EXERCISE DETAILS =>
Please pick out each line of the data below that contains the word "player" and copy those lines.

Extracted records:
★ ★ ★ ★ ★

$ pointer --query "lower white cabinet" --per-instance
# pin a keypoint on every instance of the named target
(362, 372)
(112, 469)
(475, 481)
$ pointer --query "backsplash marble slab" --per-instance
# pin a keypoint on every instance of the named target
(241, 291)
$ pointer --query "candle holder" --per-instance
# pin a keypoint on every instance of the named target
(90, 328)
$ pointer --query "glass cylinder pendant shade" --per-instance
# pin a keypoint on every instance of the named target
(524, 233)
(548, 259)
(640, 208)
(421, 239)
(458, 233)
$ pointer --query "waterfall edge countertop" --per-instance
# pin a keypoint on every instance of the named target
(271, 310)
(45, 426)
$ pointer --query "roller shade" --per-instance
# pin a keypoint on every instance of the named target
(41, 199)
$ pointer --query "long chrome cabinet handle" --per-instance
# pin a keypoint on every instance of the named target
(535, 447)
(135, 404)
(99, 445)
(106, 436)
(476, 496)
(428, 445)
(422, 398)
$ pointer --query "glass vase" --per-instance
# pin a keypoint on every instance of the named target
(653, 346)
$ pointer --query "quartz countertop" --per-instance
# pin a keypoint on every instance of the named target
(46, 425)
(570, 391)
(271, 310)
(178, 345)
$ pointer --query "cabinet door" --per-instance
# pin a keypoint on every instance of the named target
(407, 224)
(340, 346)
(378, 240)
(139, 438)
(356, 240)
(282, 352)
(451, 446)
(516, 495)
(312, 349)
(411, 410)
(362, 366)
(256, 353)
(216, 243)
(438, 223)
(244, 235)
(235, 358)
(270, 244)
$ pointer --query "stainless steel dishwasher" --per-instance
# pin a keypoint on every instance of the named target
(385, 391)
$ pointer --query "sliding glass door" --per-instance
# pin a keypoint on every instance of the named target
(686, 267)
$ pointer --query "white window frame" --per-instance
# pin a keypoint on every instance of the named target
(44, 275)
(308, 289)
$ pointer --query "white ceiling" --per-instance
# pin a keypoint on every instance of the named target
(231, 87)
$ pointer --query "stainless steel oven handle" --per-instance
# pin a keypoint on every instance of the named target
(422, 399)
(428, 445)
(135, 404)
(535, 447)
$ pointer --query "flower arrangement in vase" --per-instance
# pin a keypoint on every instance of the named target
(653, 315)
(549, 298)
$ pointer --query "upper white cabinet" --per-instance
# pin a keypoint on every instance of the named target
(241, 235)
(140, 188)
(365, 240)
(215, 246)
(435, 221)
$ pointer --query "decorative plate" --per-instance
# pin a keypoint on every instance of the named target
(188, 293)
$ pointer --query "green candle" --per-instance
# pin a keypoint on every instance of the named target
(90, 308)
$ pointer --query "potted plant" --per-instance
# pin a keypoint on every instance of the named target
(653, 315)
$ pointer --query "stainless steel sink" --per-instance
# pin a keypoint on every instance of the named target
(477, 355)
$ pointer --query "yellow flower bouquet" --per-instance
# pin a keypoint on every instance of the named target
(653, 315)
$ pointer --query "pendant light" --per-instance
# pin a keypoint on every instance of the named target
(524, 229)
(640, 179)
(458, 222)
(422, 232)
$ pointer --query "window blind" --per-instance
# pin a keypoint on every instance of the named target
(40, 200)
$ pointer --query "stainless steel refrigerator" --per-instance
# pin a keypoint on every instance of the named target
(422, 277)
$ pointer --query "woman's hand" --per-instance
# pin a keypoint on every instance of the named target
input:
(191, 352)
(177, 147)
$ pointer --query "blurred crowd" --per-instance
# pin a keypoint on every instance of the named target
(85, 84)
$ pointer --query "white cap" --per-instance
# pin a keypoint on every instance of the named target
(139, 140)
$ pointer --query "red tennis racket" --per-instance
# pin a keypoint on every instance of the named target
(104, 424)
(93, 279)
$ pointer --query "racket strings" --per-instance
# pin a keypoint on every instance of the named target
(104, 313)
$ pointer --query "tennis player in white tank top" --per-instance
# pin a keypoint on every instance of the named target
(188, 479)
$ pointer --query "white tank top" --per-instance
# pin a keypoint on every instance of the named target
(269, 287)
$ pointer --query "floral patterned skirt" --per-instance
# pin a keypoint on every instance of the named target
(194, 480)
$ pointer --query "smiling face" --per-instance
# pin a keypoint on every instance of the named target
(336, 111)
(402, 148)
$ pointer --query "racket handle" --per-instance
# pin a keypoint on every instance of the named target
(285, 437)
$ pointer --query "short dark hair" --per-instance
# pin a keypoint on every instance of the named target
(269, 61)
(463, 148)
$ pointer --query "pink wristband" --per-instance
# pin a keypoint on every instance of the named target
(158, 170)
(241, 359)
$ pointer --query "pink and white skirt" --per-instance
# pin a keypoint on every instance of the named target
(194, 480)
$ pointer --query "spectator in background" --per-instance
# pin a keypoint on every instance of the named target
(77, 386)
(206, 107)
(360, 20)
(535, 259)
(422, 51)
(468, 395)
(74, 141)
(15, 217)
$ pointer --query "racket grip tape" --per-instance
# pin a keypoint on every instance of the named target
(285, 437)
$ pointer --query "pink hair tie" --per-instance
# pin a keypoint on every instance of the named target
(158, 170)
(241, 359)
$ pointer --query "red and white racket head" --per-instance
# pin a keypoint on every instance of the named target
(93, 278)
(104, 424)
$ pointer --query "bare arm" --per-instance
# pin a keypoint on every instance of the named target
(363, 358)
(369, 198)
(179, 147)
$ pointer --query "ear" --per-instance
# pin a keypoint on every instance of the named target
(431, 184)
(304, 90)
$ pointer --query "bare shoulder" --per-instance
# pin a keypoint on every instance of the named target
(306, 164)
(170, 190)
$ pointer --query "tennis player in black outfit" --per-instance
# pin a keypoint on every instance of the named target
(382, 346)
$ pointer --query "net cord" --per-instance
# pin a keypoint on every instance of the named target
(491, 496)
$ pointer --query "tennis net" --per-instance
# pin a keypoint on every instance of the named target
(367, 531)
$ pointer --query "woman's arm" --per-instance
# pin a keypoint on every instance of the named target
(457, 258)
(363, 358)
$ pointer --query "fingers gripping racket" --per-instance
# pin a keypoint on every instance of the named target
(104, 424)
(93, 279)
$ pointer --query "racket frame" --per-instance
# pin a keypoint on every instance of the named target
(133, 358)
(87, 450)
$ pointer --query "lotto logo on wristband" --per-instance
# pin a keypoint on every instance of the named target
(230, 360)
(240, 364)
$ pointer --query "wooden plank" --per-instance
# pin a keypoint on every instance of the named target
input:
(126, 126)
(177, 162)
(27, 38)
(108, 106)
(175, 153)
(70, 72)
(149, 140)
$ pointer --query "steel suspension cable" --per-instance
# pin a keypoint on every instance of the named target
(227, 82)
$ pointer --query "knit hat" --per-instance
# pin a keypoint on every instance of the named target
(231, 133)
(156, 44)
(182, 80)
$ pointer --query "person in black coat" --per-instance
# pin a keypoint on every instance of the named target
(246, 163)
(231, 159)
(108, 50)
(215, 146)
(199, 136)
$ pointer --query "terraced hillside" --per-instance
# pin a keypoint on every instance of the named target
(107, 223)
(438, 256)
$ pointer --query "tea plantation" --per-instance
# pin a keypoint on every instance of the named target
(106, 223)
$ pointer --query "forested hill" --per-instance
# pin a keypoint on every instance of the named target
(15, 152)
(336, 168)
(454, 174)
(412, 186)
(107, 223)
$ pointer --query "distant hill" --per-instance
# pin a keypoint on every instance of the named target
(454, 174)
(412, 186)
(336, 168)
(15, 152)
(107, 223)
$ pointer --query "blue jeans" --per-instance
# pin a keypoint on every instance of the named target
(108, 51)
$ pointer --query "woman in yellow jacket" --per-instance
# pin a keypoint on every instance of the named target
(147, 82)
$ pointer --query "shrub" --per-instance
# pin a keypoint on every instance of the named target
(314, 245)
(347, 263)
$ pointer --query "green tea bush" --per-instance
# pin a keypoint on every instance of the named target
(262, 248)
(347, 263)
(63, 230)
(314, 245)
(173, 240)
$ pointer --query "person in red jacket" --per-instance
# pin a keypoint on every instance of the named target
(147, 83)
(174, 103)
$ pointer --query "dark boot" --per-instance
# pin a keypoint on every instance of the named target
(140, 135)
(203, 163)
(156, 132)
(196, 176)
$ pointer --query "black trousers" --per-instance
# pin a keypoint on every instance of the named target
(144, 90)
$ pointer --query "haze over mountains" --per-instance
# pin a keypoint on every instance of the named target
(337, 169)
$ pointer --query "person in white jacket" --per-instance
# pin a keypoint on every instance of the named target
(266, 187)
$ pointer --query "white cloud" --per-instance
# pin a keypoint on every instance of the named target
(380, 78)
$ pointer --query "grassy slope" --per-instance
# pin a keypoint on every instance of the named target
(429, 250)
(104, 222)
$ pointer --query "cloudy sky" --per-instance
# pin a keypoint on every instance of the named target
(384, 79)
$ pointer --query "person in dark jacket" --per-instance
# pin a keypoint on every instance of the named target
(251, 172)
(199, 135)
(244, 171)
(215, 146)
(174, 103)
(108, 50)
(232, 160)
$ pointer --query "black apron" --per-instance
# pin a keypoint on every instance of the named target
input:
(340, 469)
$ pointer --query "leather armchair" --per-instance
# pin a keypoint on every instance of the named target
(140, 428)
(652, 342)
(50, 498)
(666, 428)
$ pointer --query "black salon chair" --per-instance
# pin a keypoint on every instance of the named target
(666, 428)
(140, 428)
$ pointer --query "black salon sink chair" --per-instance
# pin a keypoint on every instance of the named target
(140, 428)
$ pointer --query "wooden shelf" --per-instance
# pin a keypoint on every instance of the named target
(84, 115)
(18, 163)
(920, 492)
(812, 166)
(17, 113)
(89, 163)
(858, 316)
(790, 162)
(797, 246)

★ ★ ★ ★ ★

PROBLEM SOLUTION =>
$ pointer --query "tennis player in white tank top" --per-instance
$ pointer --query "tennis player in black outfit" --per-instance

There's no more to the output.